What you are asked to do
There is a line below that contains "sky in this". Please reproduce it and all following lines exactly, through the final one.

Dataset records
########

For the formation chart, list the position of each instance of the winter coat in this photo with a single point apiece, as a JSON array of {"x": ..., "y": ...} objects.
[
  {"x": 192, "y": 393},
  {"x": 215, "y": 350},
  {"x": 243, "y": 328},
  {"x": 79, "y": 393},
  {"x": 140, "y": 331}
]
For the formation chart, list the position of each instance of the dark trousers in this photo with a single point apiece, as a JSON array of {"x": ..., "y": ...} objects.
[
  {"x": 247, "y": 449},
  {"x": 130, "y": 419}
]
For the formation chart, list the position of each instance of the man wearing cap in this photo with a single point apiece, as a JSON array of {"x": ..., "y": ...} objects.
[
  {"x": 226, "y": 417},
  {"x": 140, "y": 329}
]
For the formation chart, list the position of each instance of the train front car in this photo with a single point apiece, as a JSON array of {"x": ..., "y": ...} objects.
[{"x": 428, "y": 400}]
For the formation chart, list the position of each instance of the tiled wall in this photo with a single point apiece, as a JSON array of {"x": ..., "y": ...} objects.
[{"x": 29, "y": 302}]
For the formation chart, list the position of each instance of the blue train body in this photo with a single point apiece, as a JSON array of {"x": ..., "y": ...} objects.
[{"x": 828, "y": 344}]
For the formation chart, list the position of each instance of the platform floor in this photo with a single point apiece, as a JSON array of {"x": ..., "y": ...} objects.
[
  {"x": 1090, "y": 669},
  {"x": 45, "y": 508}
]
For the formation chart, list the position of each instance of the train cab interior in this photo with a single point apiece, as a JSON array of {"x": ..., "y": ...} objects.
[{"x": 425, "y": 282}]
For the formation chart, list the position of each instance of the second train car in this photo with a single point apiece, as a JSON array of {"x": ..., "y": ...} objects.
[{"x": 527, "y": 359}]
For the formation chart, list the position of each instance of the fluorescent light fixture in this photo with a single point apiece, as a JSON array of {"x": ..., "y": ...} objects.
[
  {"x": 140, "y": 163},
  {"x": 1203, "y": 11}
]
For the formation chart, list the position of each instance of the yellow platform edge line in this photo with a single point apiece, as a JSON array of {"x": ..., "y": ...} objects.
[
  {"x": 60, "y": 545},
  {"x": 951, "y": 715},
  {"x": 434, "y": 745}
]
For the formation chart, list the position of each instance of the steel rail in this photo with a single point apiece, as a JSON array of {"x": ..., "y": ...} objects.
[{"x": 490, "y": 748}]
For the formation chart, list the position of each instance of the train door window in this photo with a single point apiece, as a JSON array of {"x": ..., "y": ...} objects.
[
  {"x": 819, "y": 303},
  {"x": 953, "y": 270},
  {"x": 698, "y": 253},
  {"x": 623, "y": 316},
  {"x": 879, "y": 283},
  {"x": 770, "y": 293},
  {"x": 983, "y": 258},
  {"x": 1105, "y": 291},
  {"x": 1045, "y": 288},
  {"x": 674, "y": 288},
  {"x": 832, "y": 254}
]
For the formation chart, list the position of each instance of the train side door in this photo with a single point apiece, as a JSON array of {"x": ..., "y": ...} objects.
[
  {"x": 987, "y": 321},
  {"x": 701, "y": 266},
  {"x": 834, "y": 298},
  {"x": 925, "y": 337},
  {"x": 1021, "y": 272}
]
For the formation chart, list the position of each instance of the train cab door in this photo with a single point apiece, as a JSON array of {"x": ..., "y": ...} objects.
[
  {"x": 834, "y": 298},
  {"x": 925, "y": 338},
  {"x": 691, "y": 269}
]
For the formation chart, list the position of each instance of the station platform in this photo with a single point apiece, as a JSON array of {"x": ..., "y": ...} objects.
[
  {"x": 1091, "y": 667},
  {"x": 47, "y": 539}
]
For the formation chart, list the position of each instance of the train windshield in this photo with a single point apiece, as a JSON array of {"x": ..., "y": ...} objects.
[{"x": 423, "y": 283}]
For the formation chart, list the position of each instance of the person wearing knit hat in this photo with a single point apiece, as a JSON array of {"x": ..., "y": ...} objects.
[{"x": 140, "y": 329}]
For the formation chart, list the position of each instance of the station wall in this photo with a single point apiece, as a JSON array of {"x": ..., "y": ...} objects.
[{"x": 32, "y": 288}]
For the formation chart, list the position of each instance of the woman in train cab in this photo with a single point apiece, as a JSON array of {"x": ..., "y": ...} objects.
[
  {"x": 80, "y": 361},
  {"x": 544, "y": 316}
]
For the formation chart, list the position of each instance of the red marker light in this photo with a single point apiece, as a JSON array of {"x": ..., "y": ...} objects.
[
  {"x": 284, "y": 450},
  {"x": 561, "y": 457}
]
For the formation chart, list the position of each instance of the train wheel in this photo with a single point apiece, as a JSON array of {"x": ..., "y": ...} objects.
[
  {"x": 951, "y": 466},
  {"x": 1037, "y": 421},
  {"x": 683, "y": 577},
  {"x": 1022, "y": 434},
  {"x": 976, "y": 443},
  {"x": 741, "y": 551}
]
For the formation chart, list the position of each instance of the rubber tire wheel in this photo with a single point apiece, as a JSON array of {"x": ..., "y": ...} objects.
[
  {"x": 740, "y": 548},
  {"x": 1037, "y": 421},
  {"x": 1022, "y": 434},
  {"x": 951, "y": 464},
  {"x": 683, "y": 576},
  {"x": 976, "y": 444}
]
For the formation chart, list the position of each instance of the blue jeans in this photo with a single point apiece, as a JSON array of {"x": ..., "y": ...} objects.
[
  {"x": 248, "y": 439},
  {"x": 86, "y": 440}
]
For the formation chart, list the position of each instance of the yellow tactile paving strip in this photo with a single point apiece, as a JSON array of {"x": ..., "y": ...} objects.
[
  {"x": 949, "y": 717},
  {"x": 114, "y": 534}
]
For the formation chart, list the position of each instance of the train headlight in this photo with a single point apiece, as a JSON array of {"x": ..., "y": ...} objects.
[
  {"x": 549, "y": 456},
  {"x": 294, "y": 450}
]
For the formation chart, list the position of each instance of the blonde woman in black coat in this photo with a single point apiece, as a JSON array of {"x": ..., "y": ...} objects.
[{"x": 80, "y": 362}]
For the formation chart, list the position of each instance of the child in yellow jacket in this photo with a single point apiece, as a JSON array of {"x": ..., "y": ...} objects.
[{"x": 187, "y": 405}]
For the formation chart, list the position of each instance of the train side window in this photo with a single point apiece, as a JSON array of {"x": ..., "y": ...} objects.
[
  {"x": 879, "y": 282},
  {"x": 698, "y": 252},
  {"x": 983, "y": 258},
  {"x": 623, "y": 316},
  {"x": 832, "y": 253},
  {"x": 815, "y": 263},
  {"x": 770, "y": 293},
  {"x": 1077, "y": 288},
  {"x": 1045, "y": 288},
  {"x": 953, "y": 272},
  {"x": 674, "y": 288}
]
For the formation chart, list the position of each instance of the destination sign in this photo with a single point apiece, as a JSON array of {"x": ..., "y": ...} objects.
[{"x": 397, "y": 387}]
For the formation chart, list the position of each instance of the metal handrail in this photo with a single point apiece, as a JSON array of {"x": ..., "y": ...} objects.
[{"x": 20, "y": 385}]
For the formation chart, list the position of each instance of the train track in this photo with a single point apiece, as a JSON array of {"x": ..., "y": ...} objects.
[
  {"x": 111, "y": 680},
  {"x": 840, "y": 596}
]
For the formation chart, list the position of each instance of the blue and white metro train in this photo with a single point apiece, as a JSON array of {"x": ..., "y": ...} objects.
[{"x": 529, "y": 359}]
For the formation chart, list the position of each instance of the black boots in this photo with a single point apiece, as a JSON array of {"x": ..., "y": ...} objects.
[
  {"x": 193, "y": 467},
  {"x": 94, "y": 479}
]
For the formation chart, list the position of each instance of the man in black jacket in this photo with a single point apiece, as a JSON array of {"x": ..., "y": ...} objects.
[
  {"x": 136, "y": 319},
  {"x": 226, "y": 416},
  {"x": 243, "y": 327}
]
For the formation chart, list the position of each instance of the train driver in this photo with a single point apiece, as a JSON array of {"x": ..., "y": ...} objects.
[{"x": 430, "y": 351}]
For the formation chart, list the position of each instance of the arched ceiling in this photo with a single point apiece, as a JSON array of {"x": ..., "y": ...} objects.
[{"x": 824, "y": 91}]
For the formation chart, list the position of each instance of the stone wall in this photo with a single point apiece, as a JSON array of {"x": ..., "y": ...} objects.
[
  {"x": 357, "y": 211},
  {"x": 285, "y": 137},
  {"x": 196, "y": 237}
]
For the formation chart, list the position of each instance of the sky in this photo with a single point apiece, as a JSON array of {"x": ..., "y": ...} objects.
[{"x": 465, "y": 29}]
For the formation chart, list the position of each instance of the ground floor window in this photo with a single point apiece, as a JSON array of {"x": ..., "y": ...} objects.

########

Exercise answer
For the formation chart, list the position of each instance of the sky in this photo with a single point apiece, as a JSON array of {"x": ..., "y": ...} objects.
[{"x": 465, "y": 29}]
For the formation chart, list the position of each instance of the ground floor window in this photo with a single point apiece, as a JSON array of {"x": ..., "y": ...} objects.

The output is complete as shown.